_CONSIGNES_
Veuillez recopier mot pour mot l'intégralité du document source ci-dessous.

--- DOCUMENT SOURCE ---

En date du 24 décembre 2019, Madame … et Monsieur … passèrent séparément un entretien auprès du ministère, en vue de déterminer l’Etat responsable de l’examen de leurs demandes de protection internationale en vertu du règlement (UE) n° 604/2013 du Parlement européen et du Conseil du 26 juin 2013 établissant les critères et mécanismes de détermination de l’Etat membre responsable de l’examen d’une demande de protection internationale introduite dans l’un des Etats membres par un ressortissant de pays tiers ou un apatride, ci-après dénommé le « règlement Dublin III ».

En date du 27 janvier 2020, une demande de protection internationale au nom de l’enfant …, né le … au Luxembourg, fut introduite au ministère par ses parents.

--- LISTE DES DONNÉES ---

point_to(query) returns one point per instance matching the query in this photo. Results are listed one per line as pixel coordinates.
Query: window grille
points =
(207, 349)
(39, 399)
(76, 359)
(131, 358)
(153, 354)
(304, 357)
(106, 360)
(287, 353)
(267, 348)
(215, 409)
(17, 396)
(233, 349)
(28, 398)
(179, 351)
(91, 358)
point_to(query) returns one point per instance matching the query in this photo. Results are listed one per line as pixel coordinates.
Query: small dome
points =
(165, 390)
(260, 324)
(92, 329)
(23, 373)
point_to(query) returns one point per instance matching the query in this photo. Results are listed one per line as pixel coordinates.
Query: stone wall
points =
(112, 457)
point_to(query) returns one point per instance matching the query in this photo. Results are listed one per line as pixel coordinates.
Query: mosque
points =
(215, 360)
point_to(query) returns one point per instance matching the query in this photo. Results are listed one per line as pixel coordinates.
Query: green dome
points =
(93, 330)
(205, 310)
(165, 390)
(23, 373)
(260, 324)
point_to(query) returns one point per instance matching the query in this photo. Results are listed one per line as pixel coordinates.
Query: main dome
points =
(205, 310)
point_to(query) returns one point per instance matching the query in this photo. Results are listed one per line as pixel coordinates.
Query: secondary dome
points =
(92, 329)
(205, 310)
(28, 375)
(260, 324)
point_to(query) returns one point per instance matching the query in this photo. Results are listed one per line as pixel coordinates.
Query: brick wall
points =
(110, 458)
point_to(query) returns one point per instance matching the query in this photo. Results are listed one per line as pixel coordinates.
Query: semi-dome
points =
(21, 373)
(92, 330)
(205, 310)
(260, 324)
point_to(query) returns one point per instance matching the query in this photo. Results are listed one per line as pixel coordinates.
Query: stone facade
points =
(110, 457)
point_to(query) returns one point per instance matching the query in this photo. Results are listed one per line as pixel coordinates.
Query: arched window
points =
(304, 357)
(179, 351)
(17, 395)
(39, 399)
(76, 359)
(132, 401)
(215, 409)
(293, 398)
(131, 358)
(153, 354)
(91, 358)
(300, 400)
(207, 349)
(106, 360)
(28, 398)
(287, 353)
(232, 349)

---

_RÉPONSE CORRECTE_
En date du 24 décembre 2019, Madame … et Monsieur … passèrent séparément un entretien auprès du ministère, en vue de déterminer l’Etat responsable de l’examen de leurs demandes de protection internationale en vertu du règlement (UE) n° 604/2013 du Parlement européen et du Conseil du 26 juin 2013 établissant les critères et mécanismes de détermination de l’Etat membre responsable de l’examen d’une demande de protection internationale introduite dans l’un des Etats membres par un ressortissant de pays tiers ou un apatride, ci-après dénommé le « règlement Dublin III ».

En date du 27 janvier 2020, une demande de protection internationale au nom de l’enfant …, né le … au Luxembourg, fut introduite au ministère par ses parents.